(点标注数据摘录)
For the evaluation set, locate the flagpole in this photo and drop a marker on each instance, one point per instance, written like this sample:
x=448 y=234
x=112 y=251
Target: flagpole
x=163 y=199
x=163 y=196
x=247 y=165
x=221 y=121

#### [任务目标]
修改上述材料，将其中所有“flagpole”替换为“lamppost”，其余内容一律保持不变。

#### [完整解答]
For the evaluation set, locate the lamppost in this photo and drop a marker on each instance, one point per instance, written like this sample:
x=448 y=234
x=112 y=251
Target: lamppost
x=163 y=199
x=163 y=196
x=247 y=165
x=221 y=121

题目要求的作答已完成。